== Text extract ==
━━━━━━━━━━

Using BFS to find smallest cycle that includes origin in O(V+E)

Question

Hello I have been trying to figure out how to solve this problem.

You are given an undirected graph G, you start at source s. And the goal is the to visit as few vertices while never covering the same edge twice and come back in a loop.

Note it is possible that no such loop exists. So how do we find the smallest cycle that includes the origin?

For example

s-----o
| \   |
|  \  |
|   \ |
o----\o

The shortest cycle would be either the upper triangle or the lower triangle

I think there's a way to solve this with BFS. But I am not sure how do you find the path of the cycle exactly?

━━━━━━━━━━

== Record extracts ==

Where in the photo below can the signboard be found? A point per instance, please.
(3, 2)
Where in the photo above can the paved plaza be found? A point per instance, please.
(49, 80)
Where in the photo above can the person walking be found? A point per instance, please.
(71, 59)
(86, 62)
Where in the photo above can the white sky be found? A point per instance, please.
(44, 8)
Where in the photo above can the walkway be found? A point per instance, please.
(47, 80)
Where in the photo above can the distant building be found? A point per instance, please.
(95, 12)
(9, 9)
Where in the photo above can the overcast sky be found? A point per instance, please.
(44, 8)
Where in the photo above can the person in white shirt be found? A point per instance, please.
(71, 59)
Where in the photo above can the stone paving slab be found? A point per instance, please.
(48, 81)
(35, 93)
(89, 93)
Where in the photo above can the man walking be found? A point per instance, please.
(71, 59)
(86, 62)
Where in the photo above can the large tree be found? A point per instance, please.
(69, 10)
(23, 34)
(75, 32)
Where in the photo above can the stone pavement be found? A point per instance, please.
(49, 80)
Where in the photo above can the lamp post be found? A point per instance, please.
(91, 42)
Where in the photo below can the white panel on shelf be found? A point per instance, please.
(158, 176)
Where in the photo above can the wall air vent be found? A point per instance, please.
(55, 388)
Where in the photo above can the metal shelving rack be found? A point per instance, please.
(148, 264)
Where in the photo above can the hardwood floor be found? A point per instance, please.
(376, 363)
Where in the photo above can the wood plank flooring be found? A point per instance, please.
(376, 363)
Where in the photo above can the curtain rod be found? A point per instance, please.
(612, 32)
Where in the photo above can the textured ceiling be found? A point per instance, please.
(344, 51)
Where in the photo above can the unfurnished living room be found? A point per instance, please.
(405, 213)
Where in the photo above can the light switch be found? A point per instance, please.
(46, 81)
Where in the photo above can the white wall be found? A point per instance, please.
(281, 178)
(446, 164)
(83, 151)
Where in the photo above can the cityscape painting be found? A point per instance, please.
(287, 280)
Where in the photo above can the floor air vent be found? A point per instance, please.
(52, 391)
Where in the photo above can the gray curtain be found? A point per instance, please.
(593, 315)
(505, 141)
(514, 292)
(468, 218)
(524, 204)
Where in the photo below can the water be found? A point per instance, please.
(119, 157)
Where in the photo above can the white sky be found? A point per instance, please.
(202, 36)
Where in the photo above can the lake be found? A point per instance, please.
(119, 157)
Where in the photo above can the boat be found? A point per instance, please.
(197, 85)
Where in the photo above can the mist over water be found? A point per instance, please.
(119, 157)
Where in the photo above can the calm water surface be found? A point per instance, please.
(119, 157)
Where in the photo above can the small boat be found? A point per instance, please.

━━━━━━━━━━

== Written tasks ==
• 1. In the BFS cycle question, why is the shortest cycle in the example either the upper or the lower triangle? Answer in one to three sentences.
• 2. Carry on with the forum question about finding the smallest cycle through the origin with BFS, starting after its last sentence.

== Results of the exercise ==
• 1. The goal is to return to the source s in a loop while visiting as few vertices as possible and never using the same edge twice. Each triangle does this through only three vertices, using the diagonal edge from s. Going around the outer square would take four.

• 2.
Answer 1

Try this, when you start BFS mark all the nodes oh depth 1 (the origin children) with a different id (eg. 0, 1, 2, ...etc) then all the nodes that follows will have his parent id. As the algorithm runs you have to check if two nodes with different ids are connected, the first time that occurs will show you the smallest cycle that contains the origin (which is the edge that connected those two nodes of different ids (lets name they v1 and v2 ) plus all the path from v1 to the origin plus all the path from v2 to the origin)

Eg. Suppose you are running the algorithm in this graph:

 S ----- v1 ----- v2
 |       |        |
 v3 ---- v4 ----- v5

• First you start at the origin S
• Then all the s children ( v1 and v3 ) are added to the queue (in this moment you assign their ids). In this case lets assume v1.id = 0 and v2.id = 1 .
• Now you dequeue S and take v1 as current
• v1 has tow children so you add them to the queue (and assign them the same id as they parent: v2.id = current.id and v4.id = current.id )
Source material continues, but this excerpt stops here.